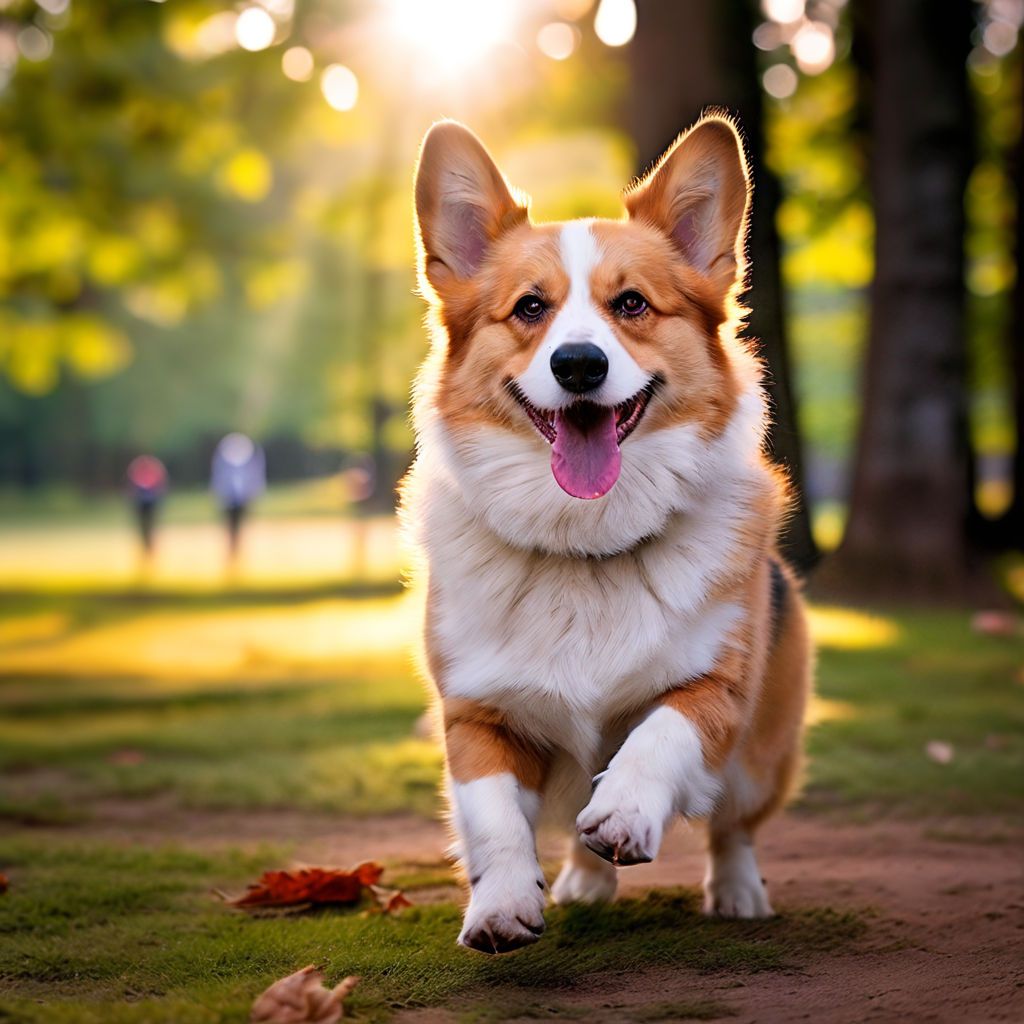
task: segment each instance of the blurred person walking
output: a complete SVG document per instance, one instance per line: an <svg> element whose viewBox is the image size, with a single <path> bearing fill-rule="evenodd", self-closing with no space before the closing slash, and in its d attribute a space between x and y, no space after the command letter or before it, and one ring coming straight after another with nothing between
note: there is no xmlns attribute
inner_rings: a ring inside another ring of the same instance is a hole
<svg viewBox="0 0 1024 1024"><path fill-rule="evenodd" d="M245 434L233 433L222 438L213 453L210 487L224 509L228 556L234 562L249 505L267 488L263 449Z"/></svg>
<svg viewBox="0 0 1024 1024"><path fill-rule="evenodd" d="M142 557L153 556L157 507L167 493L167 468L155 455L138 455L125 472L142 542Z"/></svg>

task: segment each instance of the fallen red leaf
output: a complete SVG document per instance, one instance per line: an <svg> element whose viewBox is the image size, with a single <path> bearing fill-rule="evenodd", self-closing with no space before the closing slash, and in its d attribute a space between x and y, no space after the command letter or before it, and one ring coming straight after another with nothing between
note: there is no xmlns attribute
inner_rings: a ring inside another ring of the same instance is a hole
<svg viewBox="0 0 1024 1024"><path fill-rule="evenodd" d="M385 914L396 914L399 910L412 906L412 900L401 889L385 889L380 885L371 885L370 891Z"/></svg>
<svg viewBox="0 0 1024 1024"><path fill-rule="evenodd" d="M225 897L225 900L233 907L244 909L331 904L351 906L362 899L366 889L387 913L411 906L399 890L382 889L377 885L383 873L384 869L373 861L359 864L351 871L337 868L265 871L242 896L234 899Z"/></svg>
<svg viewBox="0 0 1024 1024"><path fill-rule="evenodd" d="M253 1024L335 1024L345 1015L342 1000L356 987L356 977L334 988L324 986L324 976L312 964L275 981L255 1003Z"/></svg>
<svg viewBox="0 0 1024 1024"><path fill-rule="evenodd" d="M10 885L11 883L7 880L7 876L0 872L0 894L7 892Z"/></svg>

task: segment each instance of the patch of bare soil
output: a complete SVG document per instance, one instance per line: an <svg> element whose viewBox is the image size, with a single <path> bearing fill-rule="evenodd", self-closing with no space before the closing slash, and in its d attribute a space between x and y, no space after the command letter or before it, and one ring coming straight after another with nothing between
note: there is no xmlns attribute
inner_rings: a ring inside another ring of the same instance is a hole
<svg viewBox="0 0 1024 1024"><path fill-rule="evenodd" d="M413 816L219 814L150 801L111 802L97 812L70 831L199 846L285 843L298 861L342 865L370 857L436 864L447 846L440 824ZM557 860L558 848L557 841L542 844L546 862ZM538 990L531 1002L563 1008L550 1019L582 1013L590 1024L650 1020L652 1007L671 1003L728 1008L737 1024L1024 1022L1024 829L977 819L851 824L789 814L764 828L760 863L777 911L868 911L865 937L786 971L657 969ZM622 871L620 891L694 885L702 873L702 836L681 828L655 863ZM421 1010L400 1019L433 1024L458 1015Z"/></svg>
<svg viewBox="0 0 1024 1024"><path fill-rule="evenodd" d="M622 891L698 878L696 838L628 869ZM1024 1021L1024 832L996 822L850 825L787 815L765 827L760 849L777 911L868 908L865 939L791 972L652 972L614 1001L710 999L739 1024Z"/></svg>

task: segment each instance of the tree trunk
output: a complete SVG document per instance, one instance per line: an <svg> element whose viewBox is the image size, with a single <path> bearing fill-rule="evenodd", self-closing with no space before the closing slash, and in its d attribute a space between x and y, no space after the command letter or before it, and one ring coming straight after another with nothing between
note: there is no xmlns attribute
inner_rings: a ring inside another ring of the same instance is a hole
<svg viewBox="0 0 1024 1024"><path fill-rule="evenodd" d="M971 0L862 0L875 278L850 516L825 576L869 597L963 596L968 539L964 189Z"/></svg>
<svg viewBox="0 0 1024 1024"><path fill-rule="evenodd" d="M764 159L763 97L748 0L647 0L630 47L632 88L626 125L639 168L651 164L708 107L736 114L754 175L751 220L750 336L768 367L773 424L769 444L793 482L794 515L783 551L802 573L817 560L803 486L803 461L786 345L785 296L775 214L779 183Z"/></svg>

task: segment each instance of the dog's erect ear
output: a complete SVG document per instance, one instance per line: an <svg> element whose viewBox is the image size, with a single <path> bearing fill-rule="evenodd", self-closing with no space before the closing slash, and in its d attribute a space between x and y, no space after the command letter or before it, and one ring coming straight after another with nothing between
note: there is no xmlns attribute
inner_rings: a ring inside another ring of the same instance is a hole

Task objective. Each line of the material needs to be given again exactly, without any of its pictures.

Written solution.
task: segment each instance of the blurred person walking
output: a complete SVG document per instance, one instance per line: an <svg> element whose viewBox is the image size, with a single <path> bearing fill-rule="evenodd", self-closing with no space before the closing slash, and in its d attribute a space between x and y, no space after the command letter or before it, and one ring coming straight after another with nothing between
note: there is no xmlns attribute
inner_rings: a ring inside another ring of the same instance is a hole
<svg viewBox="0 0 1024 1024"><path fill-rule="evenodd" d="M245 434L233 433L222 438L213 453L210 487L224 509L228 556L234 562L249 505L267 488L263 449Z"/></svg>
<svg viewBox="0 0 1024 1024"><path fill-rule="evenodd" d="M142 557L153 556L157 507L167 493L167 468L155 455L138 455L125 472L142 542Z"/></svg>

task: segment each instance of the fallen red leaf
output: a complete SVG document per instance, one instance per line: an <svg> element whose viewBox is the image size, with a single <path> bearing fill-rule="evenodd", self-closing with no space before the closing slash, and in its d attribute a space between x and y, no space after the command letter or before it, and one ring coming straight after another with nothing between
note: there is no xmlns attribute
inner_rings: a ring inside another ring of the same instance is a hole
<svg viewBox="0 0 1024 1024"><path fill-rule="evenodd" d="M385 914L396 914L399 910L412 906L412 900L401 889L385 889L380 885L371 885L370 891Z"/></svg>
<svg viewBox="0 0 1024 1024"><path fill-rule="evenodd" d="M225 897L225 900L233 907L244 909L331 904L351 906L362 899L366 889L387 913L411 906L399 890L382 889L377 885L383 873L384 869L373 861L359 864L351 871L337 868L265 871L242 896L234 899Z"/></svg>
<svg viewBox="0 0 1024 1024"><path fill-rule="evenodd" d="M253 1024L335 1024L345 1015L342 1000L356 987L356 977L334 988L324 986L324 976L312 964L275 981L255 1003Z"/></svg>
<svg viewBox="0 0 1024 1024"><path fill-rule="evenodd" d="M10 885L11 883L7 880L7 876L0 872L0 894L7 892Z"/></svg>

task: segment each instance of the patch of bare soil
output: a complete SVG document per instance, one instance per line: an <svg> element whose viewBox is the image size, with a single <path> bearing fill-rule="evenodd", self-closing with no space before the closing slash, and in its d attribute a space between x and y, no space after the command letter or before it, and one ring coming straight after another with nothing between
note: there is no xmlns attribute
inner_rings: a ring inside another ring of the same instance is a hole
<svg viewBox="0 0 1024 1024"><path fill-rule="evenodd" d="M413 816L219 814L150 801L111 802L97 812L70 831L199 846L285 843L298 861L342 865L370 857L436 864L447 846L440 824ZM557 860L558 848L557 841L542 844L546 862ZM538 990L531 1002L563 1008L550 1019L582 1013L590 1024L650 1020L652 1007L671 1003L728 1008L737 1024L1024 1022L1024 829L977 819L851 824L789 814L764 828L760 863L777 911L868 911L865 937L786 971L657 969ZM622 871L620 891L694 885L702 873L702 836L681 828L655 863ZM421 1010L400 1019L433 1024L458 1015Z"/></svg>
<svg viewBox="0 0 1024 1024"><path fill-rule="evenodd" d="M622 891L698 878L696 838L628 869ZM1024 1021L1024 832L996 822L850 825L787 815L765 827L760 849L777 911L868 908L865 939L791 972L652 972L614 1001L710 999L739 1024Z"/></svg>

task: segment each instance of the tree trunk
output: a complete SVG document per instance, one instance per line: an <svg> element whose viewBox is the image size, with a single <path> bearing fill-rule="evenodd", self-closing with no space before the closing slash, and in its d attribute a space between x and y, no space after the command letter or before it, and one ring coming straight after another with nothing between
note: there is no xmlns attribute
inner_rings: a ring inside another ring of the same instance is a hole
<svg viewBox="0 0 1024 1024"><path fill-rule="evenodd" d="M971 0L862 0L875 278L850 516L825 576L869 597L963 596L968 539L964 189Z"/></svg>
<svg viewBox="0 0 1024 1024"><path fill-rule="evenodd" d="M764 159L763 97L748 0L647 0L630 47L632 88L626 125L639 168L651 164L708 107L736 114L754 175L751 220L750 336L768 367L773 424L769 444L793 482L794 515L783 551L802 573L817 560L803 486L803 461L786 345L785 296L775 214L779 183Z"/></svg>

task: segment each instance of the dog's erect ear
output: a complete SVG document per instance, one instance per line: an <svg> element whose viewBox is the image size, with a single <path> bearing fill-rule="evenodd", self-closing with no space before the closing slash, and in its d attribute a space between x and y, no space after the command letter or before it, and one ring coming straight after another with nothing between
note: there is no xmlns attribute
inner_rings: a ring inside another ring of the same instance is a hole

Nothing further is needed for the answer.